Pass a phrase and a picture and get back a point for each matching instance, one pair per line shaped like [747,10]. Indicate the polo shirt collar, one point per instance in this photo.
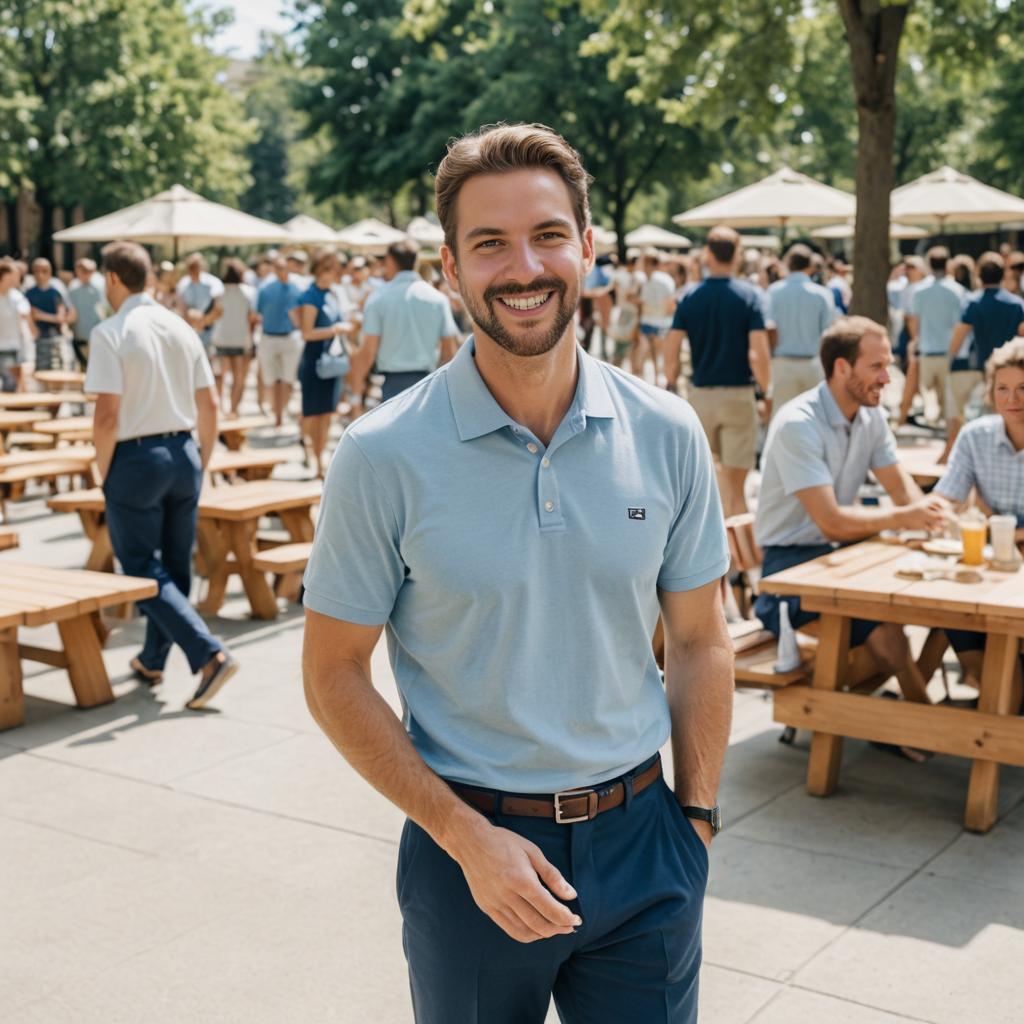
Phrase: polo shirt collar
[477,414]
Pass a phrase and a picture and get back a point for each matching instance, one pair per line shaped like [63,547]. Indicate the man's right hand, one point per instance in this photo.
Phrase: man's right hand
[929,513]
[507,876]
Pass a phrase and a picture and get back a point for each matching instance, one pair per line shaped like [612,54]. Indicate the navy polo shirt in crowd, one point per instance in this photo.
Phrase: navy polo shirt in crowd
[718,316]
[995,315]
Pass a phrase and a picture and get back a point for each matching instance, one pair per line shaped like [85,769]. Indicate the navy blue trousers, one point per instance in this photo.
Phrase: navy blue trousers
[639,871]
[152,494]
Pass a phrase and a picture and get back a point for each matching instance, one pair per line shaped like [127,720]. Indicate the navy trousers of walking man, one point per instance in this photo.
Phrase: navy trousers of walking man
[152,493]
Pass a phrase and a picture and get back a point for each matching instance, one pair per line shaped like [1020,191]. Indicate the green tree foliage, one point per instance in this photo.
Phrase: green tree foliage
[123,98]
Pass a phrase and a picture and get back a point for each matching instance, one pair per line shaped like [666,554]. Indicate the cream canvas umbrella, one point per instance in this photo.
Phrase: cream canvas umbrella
[178,218]
[650,236]
[897,231]
[425,232]
[306,230]
[785,199]
[370,236]
[948,196]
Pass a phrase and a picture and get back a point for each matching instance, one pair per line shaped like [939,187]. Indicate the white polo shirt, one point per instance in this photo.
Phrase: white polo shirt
[155,360]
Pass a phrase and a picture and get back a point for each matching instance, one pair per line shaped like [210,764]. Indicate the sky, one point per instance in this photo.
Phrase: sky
[250,17]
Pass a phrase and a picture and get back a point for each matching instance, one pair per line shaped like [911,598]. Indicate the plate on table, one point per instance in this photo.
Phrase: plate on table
[943,546]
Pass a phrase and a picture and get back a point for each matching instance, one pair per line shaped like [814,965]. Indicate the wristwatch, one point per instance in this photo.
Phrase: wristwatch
[713,815]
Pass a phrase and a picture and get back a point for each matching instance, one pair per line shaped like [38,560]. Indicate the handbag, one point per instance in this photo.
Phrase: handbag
[331,364]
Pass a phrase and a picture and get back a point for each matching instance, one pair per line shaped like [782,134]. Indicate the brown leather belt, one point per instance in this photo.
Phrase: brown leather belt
[565,807]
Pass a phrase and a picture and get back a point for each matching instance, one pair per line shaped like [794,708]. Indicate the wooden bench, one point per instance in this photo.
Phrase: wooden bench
[287,562]
[37,595]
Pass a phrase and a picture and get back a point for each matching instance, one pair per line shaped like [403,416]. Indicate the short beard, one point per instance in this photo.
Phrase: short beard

What you have to do => Repeat each line of the material exactly, please, and skip every picture.

Answer to the exercise =>
Pass a phrase and a picture and get back a point for each matching instance, one pair per line shaped like [747,10]. Indicate the polo shirt collar, one point per instance in this photo.
Phrase: polo shirt collar
[477,414]
Pass a phrase and a picture and get back a point for each matching instance, one pair per line shaped like [63,547]. Indicate the man's right hand, one point per instance in this photo.
Phrase: man's right hand
[929,513]
[507,876]
Pass a phrase and a picture and get back a point for each matching instance, one pair per line shaped like [612,54]. Indicate the navy polo shirt in crowd, one point per instance in this photo.
Phrase: navy polo shirt in crowd
[718,316]
[995,315]
Pass a phrase and a picture and get back a point for each matching instance, one pair per line shaped like [85,769]. Indicate the navy blue trousers, one point per instance in this photo.
Phrase: navy blue trousers
[639,871]
[152,494]
Pass a phrase and a picture and get back a point for each matching instance, one pair per line shaped like [127,720]. Indicate the navy trousers of walking man, one point per instance in this photo.
Phrase: navy trousers of walking man
[152,493]
Pass a phrase and a picture and get back a point for each matching instance, one pair per line shaped like [1020,191]. Indicate the green tree foliage, one point per instance in this photo.
Phrase: green tree foliage
[123,98]
Pass a phrase and a picture and get back a point for each matching instance, one pair per line shaped like [666,554]. Indicate the cream canvas umbrella, one point per instance in this photo.
Phrase: cream canvas umbrella
[178,218]
[650,236]
[897,231]
[425,232]
[306,230]
[785,199]
[370,236]
[948,196]
Pass a phrase and a picture and get back a point for each matching instance, one pair per line shaped like [939,187]. Indicate the white polo shirt, one point per instance in this photo.
Phrase: white polo shirt
[155,360]
Pass a phrase and a picture and get back a point for each matching instance, one pair per line shaped like [210,764]. Indicate the sky, one point per instance in this photo.
Phrase: sky
[250,17]
Pass a phrase and a picture and get back a point for each matching instance, one pair per line shaped like [911,598]. Indicate the plate on table, one point per instance in this photo.
Phrase: plate on table
[943,546]
Pass a phrase and a picture and get back a point for each matching instance, one pair per line shaped like [814,965]. Indicate the wristwatch, one point per instance in this photo.
Phrase: wristwatch
[713,815]
Pass a phrase and a picture and get back a point for each matching instance, one pair per line shaped like [38,560]. Indicate the handbag, one point per instance in this photo.
Phrase: handbag
[331,364]
Pass a phrase and a picture and get back a point for each matching instance, one pair per line shaped like [782,134]. Indicate the brown leather belt, one point per instance in this photo.
Phrase: brown leather belt
[565,807]
Pass a phrase and a picture and get back a point for each matching instance, one pair per line shaped like [794,708]. Indicate the wooden bench, one point per instance in this photo.
Phrase: wooden bench
[287,562]
[37,595]
Pass a phrase and a picture and get back a point for each matching instance, one pair per line shaped like [403,416]. Indicate the short beard, one point per instance in this photo.
Phrase: short beard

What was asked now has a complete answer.